━━━ Data provided

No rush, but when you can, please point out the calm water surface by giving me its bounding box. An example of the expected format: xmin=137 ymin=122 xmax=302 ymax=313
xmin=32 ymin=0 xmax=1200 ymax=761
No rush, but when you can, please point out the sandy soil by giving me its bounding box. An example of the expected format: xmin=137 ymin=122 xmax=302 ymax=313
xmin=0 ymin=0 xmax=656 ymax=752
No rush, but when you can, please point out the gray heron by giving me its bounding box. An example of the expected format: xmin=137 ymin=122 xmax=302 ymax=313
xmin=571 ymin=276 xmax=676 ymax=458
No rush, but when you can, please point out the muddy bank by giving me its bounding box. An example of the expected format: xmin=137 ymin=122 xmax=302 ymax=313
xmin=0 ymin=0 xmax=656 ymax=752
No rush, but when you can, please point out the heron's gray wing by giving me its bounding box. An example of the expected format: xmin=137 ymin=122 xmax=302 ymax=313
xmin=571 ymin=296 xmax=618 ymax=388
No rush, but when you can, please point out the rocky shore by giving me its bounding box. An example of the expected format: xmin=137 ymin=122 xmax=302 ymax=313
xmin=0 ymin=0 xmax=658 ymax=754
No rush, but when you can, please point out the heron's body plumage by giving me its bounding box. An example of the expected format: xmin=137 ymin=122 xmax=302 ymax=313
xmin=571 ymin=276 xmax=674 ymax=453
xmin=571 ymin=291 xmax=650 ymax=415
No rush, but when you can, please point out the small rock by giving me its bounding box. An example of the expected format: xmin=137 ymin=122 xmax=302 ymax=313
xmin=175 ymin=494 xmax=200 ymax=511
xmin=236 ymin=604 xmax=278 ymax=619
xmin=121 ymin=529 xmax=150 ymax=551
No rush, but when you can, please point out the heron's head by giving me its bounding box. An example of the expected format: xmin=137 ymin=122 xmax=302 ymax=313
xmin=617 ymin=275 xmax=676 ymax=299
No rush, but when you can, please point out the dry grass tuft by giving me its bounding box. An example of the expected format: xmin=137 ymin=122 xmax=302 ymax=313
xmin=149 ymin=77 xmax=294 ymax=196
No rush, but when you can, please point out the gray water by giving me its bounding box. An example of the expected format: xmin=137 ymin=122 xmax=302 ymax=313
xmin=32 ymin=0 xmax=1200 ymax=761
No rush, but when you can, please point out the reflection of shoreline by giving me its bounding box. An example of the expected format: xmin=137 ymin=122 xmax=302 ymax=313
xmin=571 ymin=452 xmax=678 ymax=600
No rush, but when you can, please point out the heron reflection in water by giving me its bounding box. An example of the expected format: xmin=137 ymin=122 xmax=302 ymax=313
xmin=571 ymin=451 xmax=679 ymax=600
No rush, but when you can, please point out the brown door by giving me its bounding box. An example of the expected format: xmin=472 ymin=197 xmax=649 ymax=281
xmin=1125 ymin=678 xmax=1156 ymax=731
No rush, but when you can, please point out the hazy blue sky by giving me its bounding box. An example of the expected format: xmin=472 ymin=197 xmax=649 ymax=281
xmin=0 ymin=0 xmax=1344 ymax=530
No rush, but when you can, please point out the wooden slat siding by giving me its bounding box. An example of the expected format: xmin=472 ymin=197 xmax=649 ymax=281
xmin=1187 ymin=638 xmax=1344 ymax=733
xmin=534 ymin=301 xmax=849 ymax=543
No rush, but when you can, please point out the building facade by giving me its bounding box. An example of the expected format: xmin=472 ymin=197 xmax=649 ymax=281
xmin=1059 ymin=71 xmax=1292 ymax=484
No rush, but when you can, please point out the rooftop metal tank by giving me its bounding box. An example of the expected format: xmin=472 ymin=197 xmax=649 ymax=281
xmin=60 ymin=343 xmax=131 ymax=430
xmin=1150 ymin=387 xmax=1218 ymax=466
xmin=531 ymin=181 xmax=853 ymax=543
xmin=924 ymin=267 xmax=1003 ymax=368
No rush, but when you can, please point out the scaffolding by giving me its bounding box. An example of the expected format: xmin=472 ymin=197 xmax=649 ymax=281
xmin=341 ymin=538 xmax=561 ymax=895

━━━━━━

**What is expected**
Could you copy every one of the entries above, word for word and character for character, with nothing added or left out?

**Correct response**
No rush, but when you can, please point out the calm water surface by giving me its bounding box. An example of the expected format: xmin=137 ymin=122 xmax=302 ymax=313
xmin=32 ymin=0 xmax=1200 ymax=761
No rush, but when you can, please point out the sandy soil by giving me its bounding box. An example of the expected format: xmin=137 ymin=122 xmax=302 ymax=313
xmin=0 ymin=0 xmax=656 ymax=752
No rush, but when you can, please point out the gray heron by giving me its bounding box. An example of the expected format: xmin=137 ymin=122 xmax=302 ymax=313
xmin=571 ymin=276 xmax=676 ymax=458
No rush, but when you can, please point out the muddy bank by giving me its bounding box. An example of the expected format: xmin=137 ymin=122 xmax=302 ymax=313
xmin=0 ymin=0 xmax=656 ymax=752
No rush, but when you can, please point out the heron's gray wing by giving me its bounding box. An example of the expected format: xmin=137 ymin=122 xmax=302 ymax=313
xmin=571 ymin=296 xmax=618 ymax=388
No rush, but when you can, please point out the rocky shore by giving me its bounding box. An example of the expected format: xmin=137 ymin=122 xmax=302 ymax=313
xmin=0 ymin=0 xmax=658 ymax=754
No rush, but when you can, please point out the heron's body plumage by giving me its bounding box. An example of the expected format: xmin=137 ymin=122 xmax=302 ymax=313
xmin=571 ymin=276 xmax=674 ymax=453
xmin=571 ymin=291 xmax=650 ymax=415
No rush, but when you can, please point out the small rock by giving me its bounding box. An example of the expected format: xmin=137 ymin=122 xmax=302 ymax=313
xmin=175 ymin=494 xmax=200 ymax=511
xmin=236 ymin=604 xmax=278 ymax=619
xmin=121 ymin=529 xmax=150 ymax=551
No rush, but when you can, please point out the heron's head by giving me its bounding box. An example of the expected format: xmin=137 ymin=122 xmax=302 ymax=313
xmin=617 ymin=275 xmax=676 ymax=299
No rush, but when you can, please point out the dry grass tuft by giving me its bounding box. An example of the expected format: xmin=137 ymin=122 xmax=302 ymax=313
xmin=149 ymin=77 xmax=294 ymax=196
No rush, but when you can, please point out the gray water by giving me its bounding box. An example of the expected format: xmin=137 ymin=122 xmax=302 ymax=313
xmin=32 ymin=0 xmax=1200 ymax=761
No rush, but when you can, please point out the reflection of shoreline by giving me its bounding box. An example of the expected format: xmin=137 ymin=122 xmax=302 ymax=313
xmin=571 ymin=452 xmax=678 ymax=600
No rush, but when you can, please point out the heron reflection in water by giving me its bounding box. An example of the expected format: xmin=137 ymin=122 xmax=302 ymax=313
xmin=571 ymin=451 xmax=679 ymax=600
No rush, but when you can, please point out the brown door by giving me its bounding box. An example of the expected format: xmin=472 ymin=197 xmax=649 ymax=281
xmin=1125 ymin=678 xmax=1156 ymax=731
No rush, but when you can, please point out the hazy blue sky by giving me its bounding box. An example of the expected format: xmin=472 ymin=197 xmax=649 ymax=281
xmin=0 ymin=0 xmax=1344 ymax=530
No rush, but when you can, please point out the wooden slat siding by giving me its bounding box. An example of the expected format: xmin=472 ymin=197 xmax=649 ymax=281
xmin=1187 ymin=638 xmax=1344 ymax=733
xmin=534 ymin=301 xmax=849 ymax=543
No rush, but when you can, please point out the building facade by giving me its bounding box. An example of the expected format: xmin=472 ymin=197 xmax=649 ymax=281
xmin=1059 ymin=71 xmax=1292 ymax=484
No rush, but when you can, please point out the rooftop metal tank by giving me its bounding box. An example of the expected format: xmin=472 ymin=197 xmax=649 ymax=281
xmin=60 ymin=343 xmax=131 ymax=430
xmin=1150 ymin=387 xmax=1218 ymax=466
xmin=531 ymin=181 xmax=853 ymax=543
xmin=924 ymin=267 xmax=1003 ymax=368
No rush, but when you can, please point out the scaffolding by giving me its bounding box. An example of the expected format: xmin=472 ymin=197 xmax=649 ymax=281
xmin=341 ymin=538 xmax=561 ymax=895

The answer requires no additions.